■ GOAL: Quote the listing below in full and exactly as written, but omit every picture.

■ Contour annotation records:
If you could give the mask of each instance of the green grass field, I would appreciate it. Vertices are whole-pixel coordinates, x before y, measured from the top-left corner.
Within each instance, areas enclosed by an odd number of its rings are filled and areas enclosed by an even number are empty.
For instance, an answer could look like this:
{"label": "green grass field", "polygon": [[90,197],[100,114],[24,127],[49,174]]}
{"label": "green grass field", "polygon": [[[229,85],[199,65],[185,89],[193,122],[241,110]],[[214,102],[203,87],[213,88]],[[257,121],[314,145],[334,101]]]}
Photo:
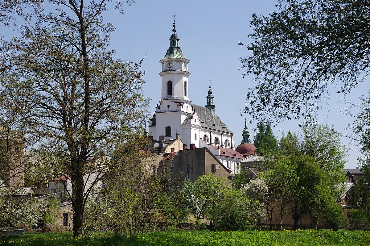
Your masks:
{"label": "green grass field", "polygon": [[127,238],[74,237],[70,233],[24,233],[8,236],[0,246],[87,245],[211,246],[212,245],[370,245],[370,232],[329,230],[299,230],[296,231],[208,230],[155,232]]}

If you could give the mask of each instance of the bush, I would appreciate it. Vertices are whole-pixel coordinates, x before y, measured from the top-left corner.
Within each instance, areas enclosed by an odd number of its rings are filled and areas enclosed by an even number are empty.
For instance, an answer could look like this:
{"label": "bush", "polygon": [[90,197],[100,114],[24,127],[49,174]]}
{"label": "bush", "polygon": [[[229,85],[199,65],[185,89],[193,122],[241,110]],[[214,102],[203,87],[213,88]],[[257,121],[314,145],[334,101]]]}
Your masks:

■ SOLUTION FOR THIS EXERCISE:
If you could give the mask of each instance of the green grass field, I would appreciate it. Vertices are whole-pixel coordinates, x before y, measured from the top-left corner.
Within each instance, areas enclosed by an odd number of its rings are filled and areas enclosed by an even number are empty.
For instance, an answer could look like this:
{"label": "green grass field", "polygon": [[90,197],[100,114],[24,127],[49,174]]}
{"label": "green grass field", "polygon": [[[229,85],[199,65],[185,89],[193,122],[241,110]],[[214,102],[203,87],[213,88]],[[257,121],[314,145],[334,101]]]}
Photo:
Your masks:
{"label": "green grass field", "polygon": [[127,238],[74,237],[70,233],[24,233],[8,236],[0,246],[87,245],[211,246],[212,245],[370,245],[370,232],[329,230],[299,230],[296,231],[208,230],[155,232]]}

If you could give the mask of each instance of the bush, I would appreciate it. Vertices are whole-pixel coordinates, x before y, measured from the top-left corner.
Within each instance, areas enclosed by an odd number of its rings are filled and areas enclosed by an even number are empty.
For instance, an answer could look like this:
{"label": "bush", "polygon": [[90,197],[100,114],[24,127],[49,174]]}
{"label": "bush", "polygon": [[[229,85],[199,65],[185,89],[193,122],[241,110]],[[214,102],[203,87],[213,88]],[[257,121],[314,145],[334,101]]]}
Your masks:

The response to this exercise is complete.